■ Work to complete
Return the line that contains "the white bookshelf" plus every line after it to the end of the entries below, exactly as given, and stop there.

[Referring expression pointing data]
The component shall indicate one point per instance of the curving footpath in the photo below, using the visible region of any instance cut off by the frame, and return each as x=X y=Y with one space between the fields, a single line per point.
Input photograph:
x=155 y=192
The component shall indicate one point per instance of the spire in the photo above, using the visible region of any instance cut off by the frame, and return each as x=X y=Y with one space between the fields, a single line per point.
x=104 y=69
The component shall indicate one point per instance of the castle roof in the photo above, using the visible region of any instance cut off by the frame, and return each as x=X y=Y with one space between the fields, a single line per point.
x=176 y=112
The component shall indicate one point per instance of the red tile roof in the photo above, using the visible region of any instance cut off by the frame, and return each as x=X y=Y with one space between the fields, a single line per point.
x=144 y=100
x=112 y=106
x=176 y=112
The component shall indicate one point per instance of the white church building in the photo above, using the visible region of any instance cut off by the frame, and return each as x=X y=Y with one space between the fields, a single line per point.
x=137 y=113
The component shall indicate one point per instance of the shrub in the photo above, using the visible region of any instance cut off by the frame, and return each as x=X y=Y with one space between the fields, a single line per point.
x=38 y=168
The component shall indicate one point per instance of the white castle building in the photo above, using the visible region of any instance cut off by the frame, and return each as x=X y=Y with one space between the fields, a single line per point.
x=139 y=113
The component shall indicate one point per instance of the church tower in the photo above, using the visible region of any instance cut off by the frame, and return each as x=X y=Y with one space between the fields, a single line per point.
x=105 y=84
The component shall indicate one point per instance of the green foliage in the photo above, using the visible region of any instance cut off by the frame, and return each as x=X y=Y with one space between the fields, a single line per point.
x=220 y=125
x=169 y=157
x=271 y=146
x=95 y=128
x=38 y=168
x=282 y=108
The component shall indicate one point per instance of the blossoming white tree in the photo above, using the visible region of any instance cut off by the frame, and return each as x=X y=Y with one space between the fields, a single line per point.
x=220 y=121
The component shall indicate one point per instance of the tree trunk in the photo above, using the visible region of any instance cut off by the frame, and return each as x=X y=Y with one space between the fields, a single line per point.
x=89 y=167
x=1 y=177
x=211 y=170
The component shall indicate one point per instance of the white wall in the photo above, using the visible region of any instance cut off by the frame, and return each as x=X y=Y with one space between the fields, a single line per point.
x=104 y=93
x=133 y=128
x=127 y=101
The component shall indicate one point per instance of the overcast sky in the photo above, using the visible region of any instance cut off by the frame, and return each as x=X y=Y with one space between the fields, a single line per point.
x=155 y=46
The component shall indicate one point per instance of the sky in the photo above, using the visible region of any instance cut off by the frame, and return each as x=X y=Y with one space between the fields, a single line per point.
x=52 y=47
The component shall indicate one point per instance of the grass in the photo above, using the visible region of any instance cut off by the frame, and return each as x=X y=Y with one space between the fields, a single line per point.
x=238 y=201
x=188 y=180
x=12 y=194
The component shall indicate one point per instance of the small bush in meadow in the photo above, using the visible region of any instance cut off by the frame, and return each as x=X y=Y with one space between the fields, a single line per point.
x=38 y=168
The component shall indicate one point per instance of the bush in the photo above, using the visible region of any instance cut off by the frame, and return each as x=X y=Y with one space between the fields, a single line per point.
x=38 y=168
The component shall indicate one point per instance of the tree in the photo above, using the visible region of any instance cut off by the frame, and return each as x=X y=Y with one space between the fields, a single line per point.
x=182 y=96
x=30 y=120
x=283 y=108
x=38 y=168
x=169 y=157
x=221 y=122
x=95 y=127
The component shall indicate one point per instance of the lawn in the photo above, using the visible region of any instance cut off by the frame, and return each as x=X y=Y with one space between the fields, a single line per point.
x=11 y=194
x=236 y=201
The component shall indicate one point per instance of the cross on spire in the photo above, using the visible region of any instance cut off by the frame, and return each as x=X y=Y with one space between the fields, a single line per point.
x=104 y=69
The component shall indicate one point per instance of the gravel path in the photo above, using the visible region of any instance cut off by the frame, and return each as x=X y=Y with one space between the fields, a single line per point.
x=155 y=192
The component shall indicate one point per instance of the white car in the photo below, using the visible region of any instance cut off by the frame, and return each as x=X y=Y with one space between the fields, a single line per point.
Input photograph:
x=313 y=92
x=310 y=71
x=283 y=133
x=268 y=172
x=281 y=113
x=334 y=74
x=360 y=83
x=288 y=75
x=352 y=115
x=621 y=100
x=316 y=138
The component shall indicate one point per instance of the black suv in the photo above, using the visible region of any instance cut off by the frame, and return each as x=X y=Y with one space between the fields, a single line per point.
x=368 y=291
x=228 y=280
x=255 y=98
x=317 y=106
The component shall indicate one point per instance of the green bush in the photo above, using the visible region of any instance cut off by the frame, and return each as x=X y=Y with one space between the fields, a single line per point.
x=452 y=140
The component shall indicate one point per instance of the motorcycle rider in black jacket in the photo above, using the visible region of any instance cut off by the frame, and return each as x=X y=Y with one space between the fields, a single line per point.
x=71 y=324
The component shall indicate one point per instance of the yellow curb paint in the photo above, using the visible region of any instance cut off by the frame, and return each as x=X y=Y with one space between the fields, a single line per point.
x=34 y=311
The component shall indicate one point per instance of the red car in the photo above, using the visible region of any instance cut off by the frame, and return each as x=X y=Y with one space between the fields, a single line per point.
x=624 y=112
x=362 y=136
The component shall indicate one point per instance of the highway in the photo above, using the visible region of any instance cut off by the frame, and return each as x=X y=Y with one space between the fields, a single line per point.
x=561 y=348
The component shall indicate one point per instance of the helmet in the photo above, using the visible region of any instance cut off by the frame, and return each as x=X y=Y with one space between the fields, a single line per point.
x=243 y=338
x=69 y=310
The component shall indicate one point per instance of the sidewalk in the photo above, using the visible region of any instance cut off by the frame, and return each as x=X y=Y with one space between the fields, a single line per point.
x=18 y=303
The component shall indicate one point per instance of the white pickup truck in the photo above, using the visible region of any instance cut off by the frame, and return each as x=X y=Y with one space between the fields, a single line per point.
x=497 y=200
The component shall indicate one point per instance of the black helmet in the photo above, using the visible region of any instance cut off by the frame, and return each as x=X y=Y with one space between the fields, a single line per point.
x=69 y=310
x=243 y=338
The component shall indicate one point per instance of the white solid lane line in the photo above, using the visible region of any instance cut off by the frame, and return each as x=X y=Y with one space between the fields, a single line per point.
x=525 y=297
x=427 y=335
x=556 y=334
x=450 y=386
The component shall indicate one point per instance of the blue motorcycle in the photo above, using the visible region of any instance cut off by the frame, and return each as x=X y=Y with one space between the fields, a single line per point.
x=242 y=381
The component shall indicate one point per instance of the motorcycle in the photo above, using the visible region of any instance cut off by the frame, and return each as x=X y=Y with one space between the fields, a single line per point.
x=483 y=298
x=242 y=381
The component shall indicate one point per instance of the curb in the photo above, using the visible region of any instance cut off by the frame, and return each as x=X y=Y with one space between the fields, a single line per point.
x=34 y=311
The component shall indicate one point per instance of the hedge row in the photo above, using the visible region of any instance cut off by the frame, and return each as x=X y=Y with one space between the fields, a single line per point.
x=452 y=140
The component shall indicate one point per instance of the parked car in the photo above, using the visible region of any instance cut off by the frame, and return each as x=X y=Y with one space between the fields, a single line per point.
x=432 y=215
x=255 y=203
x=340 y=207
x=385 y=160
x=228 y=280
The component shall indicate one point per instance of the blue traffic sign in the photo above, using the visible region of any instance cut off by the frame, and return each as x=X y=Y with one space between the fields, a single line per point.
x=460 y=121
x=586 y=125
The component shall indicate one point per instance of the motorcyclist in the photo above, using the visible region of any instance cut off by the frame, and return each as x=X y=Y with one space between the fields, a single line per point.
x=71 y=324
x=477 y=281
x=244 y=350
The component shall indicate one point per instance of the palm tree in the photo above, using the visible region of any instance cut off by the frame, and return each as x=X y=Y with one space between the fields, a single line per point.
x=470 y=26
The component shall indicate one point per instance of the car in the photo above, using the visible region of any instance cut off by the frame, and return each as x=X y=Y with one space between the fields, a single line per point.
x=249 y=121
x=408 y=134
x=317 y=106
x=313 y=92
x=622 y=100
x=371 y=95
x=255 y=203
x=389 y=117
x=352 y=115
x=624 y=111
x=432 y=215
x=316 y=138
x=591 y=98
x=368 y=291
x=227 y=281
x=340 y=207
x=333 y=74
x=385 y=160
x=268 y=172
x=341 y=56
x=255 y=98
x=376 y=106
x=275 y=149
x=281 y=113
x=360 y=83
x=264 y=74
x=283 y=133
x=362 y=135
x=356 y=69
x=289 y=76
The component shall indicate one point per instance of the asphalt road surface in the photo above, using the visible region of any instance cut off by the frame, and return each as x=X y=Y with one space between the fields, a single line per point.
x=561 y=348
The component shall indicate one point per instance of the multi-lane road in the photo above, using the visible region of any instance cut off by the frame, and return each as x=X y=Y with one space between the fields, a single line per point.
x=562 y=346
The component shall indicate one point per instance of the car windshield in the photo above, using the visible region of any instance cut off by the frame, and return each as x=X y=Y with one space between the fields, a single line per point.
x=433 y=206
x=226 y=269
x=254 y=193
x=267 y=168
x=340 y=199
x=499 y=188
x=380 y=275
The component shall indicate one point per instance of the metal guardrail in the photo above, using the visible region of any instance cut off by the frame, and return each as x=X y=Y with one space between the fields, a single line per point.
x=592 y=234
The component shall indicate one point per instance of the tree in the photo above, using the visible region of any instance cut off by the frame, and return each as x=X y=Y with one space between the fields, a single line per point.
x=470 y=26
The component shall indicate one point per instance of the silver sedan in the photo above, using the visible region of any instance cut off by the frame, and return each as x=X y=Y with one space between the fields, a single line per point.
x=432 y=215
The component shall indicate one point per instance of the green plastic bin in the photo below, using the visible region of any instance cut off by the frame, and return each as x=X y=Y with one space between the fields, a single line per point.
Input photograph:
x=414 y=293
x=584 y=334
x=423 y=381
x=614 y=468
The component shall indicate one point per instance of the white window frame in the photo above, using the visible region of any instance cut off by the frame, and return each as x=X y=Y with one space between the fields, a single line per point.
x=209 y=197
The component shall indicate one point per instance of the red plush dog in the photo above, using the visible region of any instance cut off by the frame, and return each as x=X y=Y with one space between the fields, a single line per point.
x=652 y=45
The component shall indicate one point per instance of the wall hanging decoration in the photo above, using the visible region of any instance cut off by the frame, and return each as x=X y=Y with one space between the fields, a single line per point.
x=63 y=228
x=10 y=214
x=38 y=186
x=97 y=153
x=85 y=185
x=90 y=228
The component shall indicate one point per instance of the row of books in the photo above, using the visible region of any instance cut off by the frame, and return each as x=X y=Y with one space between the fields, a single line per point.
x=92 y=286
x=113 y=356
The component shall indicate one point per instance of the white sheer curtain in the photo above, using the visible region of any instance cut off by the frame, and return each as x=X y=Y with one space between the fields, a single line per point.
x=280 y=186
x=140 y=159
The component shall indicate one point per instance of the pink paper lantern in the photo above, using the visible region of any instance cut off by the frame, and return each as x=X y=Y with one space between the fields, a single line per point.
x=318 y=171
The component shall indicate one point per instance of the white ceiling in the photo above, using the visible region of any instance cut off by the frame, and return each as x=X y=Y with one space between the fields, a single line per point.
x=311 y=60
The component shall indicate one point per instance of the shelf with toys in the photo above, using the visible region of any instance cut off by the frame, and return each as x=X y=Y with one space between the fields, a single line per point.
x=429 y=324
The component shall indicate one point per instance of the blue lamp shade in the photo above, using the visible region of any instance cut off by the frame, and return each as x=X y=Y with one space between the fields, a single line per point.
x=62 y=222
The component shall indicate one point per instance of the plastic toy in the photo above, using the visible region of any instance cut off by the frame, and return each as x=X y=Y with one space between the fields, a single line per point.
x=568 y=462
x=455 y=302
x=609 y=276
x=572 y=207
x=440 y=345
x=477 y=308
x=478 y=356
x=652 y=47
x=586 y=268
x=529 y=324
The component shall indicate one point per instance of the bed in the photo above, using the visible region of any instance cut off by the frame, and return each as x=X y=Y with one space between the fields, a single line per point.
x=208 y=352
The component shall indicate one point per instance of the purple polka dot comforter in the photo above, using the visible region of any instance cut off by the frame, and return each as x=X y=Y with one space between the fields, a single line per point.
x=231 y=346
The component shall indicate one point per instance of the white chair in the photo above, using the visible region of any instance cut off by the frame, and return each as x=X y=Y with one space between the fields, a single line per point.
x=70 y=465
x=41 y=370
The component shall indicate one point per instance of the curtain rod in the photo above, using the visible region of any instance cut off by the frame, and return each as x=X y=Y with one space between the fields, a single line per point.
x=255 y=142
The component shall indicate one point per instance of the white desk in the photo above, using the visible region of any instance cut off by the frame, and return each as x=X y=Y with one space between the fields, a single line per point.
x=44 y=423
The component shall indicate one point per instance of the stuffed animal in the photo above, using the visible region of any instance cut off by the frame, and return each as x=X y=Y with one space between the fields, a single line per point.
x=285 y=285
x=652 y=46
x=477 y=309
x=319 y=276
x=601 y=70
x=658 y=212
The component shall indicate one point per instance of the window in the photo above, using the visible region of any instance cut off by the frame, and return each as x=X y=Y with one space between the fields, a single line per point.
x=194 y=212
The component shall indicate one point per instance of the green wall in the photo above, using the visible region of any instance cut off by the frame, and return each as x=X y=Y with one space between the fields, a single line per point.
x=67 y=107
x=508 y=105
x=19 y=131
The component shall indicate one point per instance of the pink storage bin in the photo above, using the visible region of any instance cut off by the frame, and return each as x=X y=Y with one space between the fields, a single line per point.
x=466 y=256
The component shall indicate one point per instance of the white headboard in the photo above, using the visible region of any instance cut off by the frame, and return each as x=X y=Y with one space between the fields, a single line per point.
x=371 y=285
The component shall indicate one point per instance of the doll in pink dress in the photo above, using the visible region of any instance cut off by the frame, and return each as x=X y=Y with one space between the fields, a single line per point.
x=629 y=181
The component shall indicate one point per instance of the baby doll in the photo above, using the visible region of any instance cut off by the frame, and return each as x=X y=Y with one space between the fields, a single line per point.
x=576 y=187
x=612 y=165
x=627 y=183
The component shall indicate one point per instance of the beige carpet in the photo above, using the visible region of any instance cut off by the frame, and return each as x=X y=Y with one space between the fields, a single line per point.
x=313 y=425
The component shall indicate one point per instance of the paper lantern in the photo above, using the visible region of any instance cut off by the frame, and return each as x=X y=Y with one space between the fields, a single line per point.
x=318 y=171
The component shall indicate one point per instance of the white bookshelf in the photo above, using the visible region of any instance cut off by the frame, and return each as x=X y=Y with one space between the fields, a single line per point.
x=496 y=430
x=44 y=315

■ Response
The component shall indicate one point per instance of the white bookshelf in the photo above, using the visible region of any instance cut off by the frame, and return each as x=X y=Y with one space between the fields, a single line per point.
x=496 y=430
x=44 y=315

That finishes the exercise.